## Task requirements:
Tally the lines in the listing below that contain the string "leaf" with matching case, and reply with the number alone.

** start Dataset **

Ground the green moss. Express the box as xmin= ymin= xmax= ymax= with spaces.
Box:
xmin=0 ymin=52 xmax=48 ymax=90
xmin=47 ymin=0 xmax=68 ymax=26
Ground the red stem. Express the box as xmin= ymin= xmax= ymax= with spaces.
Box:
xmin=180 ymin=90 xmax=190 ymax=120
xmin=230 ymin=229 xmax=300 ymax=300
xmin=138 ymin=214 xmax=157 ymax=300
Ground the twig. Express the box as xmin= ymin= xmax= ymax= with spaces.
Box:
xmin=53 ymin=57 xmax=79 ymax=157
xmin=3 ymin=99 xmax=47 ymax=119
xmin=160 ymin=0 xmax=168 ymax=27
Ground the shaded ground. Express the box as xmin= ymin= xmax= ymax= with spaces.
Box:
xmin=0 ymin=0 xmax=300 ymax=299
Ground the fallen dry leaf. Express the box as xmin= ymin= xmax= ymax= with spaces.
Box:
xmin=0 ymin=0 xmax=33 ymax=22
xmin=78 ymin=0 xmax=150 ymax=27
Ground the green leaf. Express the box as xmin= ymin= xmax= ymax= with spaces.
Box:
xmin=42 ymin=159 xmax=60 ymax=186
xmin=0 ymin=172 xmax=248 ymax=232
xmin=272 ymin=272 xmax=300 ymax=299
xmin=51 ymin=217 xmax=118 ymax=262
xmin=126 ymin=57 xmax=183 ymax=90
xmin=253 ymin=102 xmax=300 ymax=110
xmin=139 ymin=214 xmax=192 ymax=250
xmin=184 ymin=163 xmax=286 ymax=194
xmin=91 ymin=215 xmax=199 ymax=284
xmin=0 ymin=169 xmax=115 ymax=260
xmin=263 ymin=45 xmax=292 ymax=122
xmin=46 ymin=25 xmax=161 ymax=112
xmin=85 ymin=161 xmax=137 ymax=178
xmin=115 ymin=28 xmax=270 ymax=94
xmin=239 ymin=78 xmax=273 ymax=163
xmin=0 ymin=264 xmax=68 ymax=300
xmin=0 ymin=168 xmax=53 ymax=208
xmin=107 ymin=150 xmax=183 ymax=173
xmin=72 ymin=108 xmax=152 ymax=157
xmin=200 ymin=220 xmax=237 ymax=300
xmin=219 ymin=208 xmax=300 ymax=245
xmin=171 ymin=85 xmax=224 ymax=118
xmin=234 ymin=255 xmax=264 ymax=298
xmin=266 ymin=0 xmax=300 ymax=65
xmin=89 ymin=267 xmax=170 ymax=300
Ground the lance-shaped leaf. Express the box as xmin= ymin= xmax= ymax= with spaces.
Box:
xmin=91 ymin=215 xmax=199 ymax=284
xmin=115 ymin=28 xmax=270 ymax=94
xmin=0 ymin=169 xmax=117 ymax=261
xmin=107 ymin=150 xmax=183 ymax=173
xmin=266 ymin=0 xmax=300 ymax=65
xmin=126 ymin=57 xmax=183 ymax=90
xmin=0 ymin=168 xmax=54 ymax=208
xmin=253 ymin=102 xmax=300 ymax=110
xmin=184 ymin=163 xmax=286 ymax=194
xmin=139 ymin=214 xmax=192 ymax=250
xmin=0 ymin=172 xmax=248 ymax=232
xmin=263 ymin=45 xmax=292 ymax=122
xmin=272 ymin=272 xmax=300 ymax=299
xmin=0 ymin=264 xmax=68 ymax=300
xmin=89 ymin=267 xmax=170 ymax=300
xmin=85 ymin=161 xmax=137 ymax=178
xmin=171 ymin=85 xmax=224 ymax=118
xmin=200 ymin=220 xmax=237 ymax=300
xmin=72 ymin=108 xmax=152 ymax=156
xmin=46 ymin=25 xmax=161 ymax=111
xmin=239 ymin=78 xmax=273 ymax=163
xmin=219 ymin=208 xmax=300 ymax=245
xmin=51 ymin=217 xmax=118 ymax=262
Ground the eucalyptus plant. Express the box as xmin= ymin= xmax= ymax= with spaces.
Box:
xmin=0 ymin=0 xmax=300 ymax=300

** end Dataset **
** start Dataset **

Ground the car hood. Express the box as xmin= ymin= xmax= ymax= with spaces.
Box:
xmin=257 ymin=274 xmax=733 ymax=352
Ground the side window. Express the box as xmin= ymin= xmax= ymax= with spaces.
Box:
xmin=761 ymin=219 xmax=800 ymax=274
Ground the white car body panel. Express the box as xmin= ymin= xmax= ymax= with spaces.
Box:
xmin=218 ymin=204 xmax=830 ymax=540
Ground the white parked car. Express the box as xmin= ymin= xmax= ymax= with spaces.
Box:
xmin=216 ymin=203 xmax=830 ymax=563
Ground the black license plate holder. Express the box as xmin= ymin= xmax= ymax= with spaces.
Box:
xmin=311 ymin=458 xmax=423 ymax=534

** end Dataset **

## Reply:
3